----- ENTRIES -----
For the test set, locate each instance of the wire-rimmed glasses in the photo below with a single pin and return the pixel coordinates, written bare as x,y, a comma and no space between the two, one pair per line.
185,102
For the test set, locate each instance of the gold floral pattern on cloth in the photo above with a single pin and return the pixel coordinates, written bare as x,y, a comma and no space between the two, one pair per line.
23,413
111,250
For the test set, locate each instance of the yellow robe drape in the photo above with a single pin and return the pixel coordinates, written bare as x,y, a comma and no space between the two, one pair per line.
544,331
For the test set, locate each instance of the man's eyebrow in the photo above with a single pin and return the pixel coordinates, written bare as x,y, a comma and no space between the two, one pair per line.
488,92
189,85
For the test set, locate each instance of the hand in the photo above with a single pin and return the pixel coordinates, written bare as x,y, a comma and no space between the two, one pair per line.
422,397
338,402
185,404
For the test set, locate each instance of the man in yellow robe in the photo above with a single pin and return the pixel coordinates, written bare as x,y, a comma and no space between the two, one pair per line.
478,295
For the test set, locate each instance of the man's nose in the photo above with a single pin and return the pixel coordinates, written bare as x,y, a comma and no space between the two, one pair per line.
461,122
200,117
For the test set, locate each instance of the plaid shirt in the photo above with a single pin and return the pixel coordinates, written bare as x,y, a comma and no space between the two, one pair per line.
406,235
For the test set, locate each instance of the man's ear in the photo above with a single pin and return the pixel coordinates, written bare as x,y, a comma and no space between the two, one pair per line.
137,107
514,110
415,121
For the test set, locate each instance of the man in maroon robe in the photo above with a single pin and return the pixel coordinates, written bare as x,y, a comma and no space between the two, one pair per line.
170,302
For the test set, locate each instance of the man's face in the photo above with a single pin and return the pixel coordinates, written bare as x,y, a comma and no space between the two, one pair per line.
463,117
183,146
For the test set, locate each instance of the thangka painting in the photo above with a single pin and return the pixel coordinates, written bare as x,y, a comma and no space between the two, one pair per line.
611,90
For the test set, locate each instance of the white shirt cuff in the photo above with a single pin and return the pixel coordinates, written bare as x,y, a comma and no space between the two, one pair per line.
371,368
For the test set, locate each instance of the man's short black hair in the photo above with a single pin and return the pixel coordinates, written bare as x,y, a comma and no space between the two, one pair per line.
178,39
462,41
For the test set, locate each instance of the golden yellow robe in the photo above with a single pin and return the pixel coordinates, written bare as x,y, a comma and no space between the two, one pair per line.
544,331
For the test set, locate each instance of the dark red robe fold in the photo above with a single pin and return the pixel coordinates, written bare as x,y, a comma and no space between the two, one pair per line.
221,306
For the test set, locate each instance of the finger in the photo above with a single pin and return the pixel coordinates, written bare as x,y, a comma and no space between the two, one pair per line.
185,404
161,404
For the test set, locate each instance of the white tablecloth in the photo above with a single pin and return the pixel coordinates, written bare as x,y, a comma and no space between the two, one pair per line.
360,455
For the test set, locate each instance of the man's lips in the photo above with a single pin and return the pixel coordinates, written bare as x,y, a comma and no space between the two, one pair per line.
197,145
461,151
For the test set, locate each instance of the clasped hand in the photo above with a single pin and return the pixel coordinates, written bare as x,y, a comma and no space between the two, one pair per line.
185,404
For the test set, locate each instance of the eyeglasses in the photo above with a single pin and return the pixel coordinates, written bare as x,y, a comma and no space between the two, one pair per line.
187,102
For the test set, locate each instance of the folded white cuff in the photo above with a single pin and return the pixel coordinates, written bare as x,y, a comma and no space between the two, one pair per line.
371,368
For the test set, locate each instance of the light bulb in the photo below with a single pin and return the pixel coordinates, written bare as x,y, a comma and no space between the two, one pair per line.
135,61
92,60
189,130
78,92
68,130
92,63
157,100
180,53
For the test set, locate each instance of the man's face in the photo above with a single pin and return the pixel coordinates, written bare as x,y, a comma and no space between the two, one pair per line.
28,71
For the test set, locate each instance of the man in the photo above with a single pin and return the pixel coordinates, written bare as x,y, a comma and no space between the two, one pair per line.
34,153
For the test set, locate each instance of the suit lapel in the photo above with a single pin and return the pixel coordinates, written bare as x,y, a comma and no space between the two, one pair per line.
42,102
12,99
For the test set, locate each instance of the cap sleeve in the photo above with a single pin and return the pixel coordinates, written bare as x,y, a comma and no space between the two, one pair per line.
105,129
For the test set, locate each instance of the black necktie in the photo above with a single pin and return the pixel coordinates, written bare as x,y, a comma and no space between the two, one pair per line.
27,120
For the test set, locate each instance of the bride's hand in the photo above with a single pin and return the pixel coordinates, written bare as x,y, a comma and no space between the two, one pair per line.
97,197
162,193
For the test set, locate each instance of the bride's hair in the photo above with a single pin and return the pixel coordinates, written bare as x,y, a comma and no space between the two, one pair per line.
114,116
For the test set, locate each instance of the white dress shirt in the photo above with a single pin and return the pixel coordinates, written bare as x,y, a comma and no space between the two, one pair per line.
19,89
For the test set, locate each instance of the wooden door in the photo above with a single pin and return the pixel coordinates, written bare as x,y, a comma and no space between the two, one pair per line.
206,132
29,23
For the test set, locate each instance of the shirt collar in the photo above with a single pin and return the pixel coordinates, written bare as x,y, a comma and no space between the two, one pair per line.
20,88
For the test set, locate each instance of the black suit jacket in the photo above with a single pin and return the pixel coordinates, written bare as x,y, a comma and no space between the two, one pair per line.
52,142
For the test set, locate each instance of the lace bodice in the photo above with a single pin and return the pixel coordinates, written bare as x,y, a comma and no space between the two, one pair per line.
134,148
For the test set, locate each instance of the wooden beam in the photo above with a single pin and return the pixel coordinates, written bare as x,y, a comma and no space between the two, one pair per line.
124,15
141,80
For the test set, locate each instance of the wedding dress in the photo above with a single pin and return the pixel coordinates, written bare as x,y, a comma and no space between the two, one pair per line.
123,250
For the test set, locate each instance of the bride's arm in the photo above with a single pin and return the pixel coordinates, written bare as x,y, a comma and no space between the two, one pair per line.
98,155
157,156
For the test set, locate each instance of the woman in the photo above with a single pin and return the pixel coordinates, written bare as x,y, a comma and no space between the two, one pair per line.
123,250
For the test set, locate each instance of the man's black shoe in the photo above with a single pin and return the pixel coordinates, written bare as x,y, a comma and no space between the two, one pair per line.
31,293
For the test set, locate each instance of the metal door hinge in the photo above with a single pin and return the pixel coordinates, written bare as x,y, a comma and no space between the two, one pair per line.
-----
**EXERCISE:**
Retype every entry word for word.

**IN RESPONSE:**
For the test set, locate each instance of the wire-rimmed glasses in the photo below with a single pin and return the pixel coordinates, written bare as x,y, a comma and no space between the two, one pair per line.
185,102
For the test set, locate each instance of the gold floral pattern on cloth in the photo above with a single pin and return the pixel coordinates, written bare as x,y, a comma and no space between the two, one pair per line.
23,413
111,250
For the test set, locate each instance of the yellow robe drape in the photo above with a single pin and return the pixel coordinates, written bare as x,y, a comma and no space between the two, one pair per line.
544,331
For the test set, locate each instance of the man's eyebrow in the photo above with a single pin and return the pixel coordinates, written bare as x,y, a comma and no space between the two, one pair per line.
488,92
189,85
For the test set, locate each instance of the hand in the photo above with a single pin and return the pixel coordinates, written bare as x,y, a comma and no space between the two, one pair per line.
422,397
338,402
185,404
For the test set, locate each instance of the man in yellow robe in the photo above with a single pin and return the pixel coordinates, written bare as x,y, a comma and no space between the two, one pair per line.
478,295
For the test set, locate each instance of the man's nose in the photo above with a single pin and return the pixel coordinates, written bare as x,y, a comma and no space between the two, one pair per line.
461,122
200,117
For the test set, locate each instance of the plaid shirt in the photo above with a single pin and return the pixel coordinates, written bare as x,y, a comma and no space between the two, one pair per line.
406,235
For the test set, locate each instance of the man's ear in the photo above with a single pin and return the pixel coordinates, written bare as x,y, a comma and no space between the two, one pair per line.
137,107
514,110
415,121
For the test set, locate each instance of the man in maroon robe in the photo above with a single pin and return the pixel coordinates, written bare as x,y, a comma and no space between the two, one pair per line.
170,302
For the test set, locate each instance of the man's face in the photo above with a single pin and return the pixel coordinates, written bare as x,y, a comma and no space between the two, one pair per line.
463,117
183,146
For the test set, locate each instance of the thangka painting in the photo above with a single pin and return the pixel coordinates, written bare as x,y, a comma and no space between the two, one pair per line.
611,90
For the test set, locate each instance of the white shirt cuff in the photo above with a single pin and return the pixel coordinates, written bare as x,y, a comma and no space between the two, one pair per line.
371,368
For the test set, locate each instance of the man's short black hair in the photo above with a single pin and return the pixel coordinates, written bare as x,y, a comma and no space between the two, one pair per line.
178,39
462,41
For the test set, locate each instance of the golden yellow robe in the photo above with a single pin and return the pixel coordinates, written bare as x,y, a comma and no space between the two, one pair per line.
544,331
For the test set, locate each instance of the dark red robe fold in the photo above with a single pin and return the pixel coordinates, written bare as x,y, a comma and no space between the two, one pair per line.
221,306
For the test set, locate each instance of the finger in the photo above with a single pin and return the pixel coordinates, written bare as x,y, a comma and no space between the two, one pair per line.
185,404
161,404
For the test set, locate each instance of the white tablecloth in the photo above with a single pin and return the pixel coordinates, written bare as x,y, a comma and no space between the two, one pair per line.
360,455
For the test set, locate each instance of the man's lips in the photo above with a single pin and return the pixel coordinates, written bare as x,y, a comma and no space between the two, one pair per line.
197,145
461,151
For the test set, locate each instance of the clasped hand in the photo above with a single pin and return the pixel coordinates, written bare as x,y, a comma and no space between the two, one pair per line.
185,404
For the test set, locate each instance of the eyeglasses in the photo above with a single pin and return the pixel coordinates, written bare as x,y, a comma and no space between the two, one pair per line.
187,102
For the test set, locate each instance of the folded white cuff in the photo above with a single pin and return the pixel coordinates, written bare as x,y, a comma and no space between the two, one pair per line.
371,368
For the test set, locate each instance of the light bulb in the photo below with a single pin and return the pixel coordinates, written bare as x,y, a comma and no space between the two, one pair per line.
135,61
92,60
189,130
78,92
68,130
92,63
157,100
180,53
For the test set, locate each instance of the man's face in the photo above with a single pin and return the pixel coordinates, written bare as x,y, a comma and no space between the two, one pair per line.
28,71
For the test set, locate each instance of the man in the photo above with a single pin and return the pixel coordinates, written bare as x,y, a comma and no space between the two, one pair per line.
34,153
For the test set, locate each instance of the suit lapel in the photo above with a single pin and return the pixel coordinates, written bare as x,y, a comma and no space between the two, one pair per line.
42,102
12,99
For the test set, locate each instance of the cap sleeve in the photo above with a single pin and return the pixel coordinates, written bare as x,y, a comma and no space between the two, one pair per line.
105,129
For the test set, locate each instance of the black necktie in the photo above with a single pin and return the pixel coordinates, written bare as x,y, a comma and no space between the two, one pair per line.
27,120
For the test set, locate each instance of the bride's hand in the photo above with a single pin and return the pixel coordinates, written bare as x,y, a comma and no space between the two, one pair per line.
97,197
162,193
For the test set, locate each instance of the bride's hair in the photo above with a single pin and return the pixel coordinates, written bare as x,y, a comma and no space between the two, one pair per line.
114,116
For the test set, locate each instance of the white dress shirt in the photo above with a single pin and return the pixel coordinates, written bare as x,y, a comma and no space between the two, one pair per line.
19,89
For the test set, locate each instance of the wooden door in the photo above with a single pin and return the pixel coordinates, written bare as x,y, a comma and no space between the two, one pair per line.
206,132
29,23
For the test set, locate each instance of the shirt collar in the photo above with a single pin and return the pixel coordinates, written bare as x,y, a comma and no space between the two, one pair per line.
20,88
For the test set, locate each instance of the black suit jacket in the photo above with a single pin and return the pixel coordinates, written bare as x,y, a comma and no space between the two, one pair per line.
52,142
For the test set, locate each instance of the lace bodice in the photo above with a single pin and return the pixel coordinates, written bare as x,y, a comma and no space between the two, one pair per line.
134,148
For the test set, locate each instance of the wooden beam in the photo above with a single pin and return the pixel coordinates, written bare as x,y, a comma and no space between the two, one pair per line.
124,15
141,80
For the test set, locate each instance of the wedding dress in the photo above with a single pin and return the pixel coordinates, written bare as x,y, a comma and no space between the two, one pair per line.
123,250
For the test set, locate each instance of the bride's arm in the photo above with a single pin and return the pixel coordinates, written bare as x,y, a comma and no space between the two, one pair per line.
98,155
157,156
For the test set, locate each instance of the woman in the photo above with a single pin and return the pixel coordinates, written bare as x,y, a comma and no space between the two, one pair per line.
123,250
For the test set, locate each instance of the man's black shoe in the photo above with a single pin and return the pixel coordinates, written bare as x,y, a comma and no space between the two, one pair per line.
31,293
For the test set, locate each instance of the metal door hinge in the photo above with a single pin and return the pixel coordinates, written bare as x,y, a comma and no space between the two, one pair per line.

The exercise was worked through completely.